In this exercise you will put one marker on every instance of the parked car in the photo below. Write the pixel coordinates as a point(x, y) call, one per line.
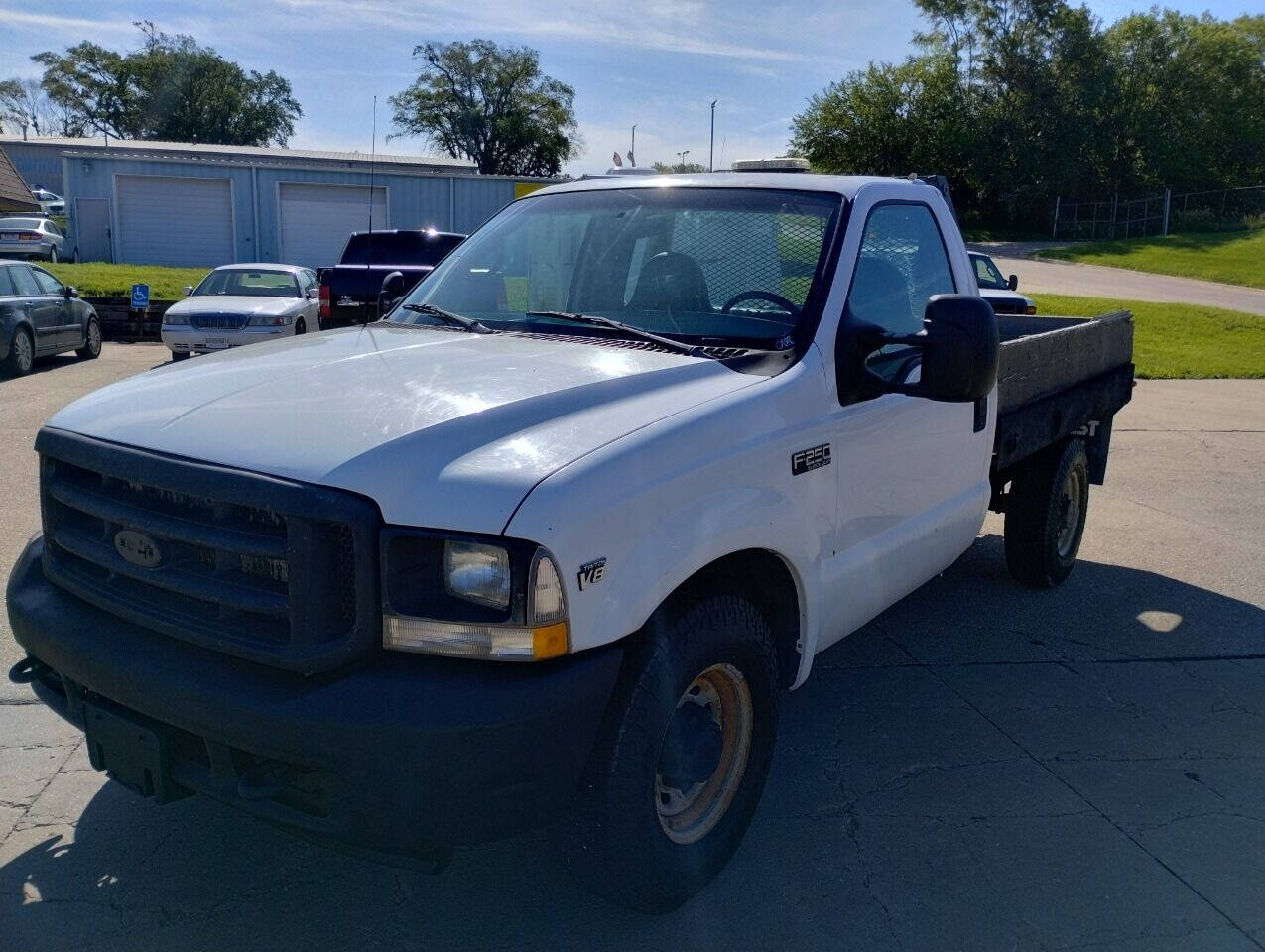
point(352, 291)
point(242, 303)
point(31, 238)
point(49, 202)
point(544, 546)
point(40, 316)
point(998, 291)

***

Exercise requirements »
Everything in the material above is to be reproduced exactly, pictures aside.

Problem solution »
In this exercise you will put one marker on every instance of the parked car in the photo below. Write the pixel coordinates as a point(x, y) call, one per line.
point(352, 291)
point(242, 303)
point(31, 238)
point(49, 202)
point(544, 546)
point(40, 316)
point(998, 291)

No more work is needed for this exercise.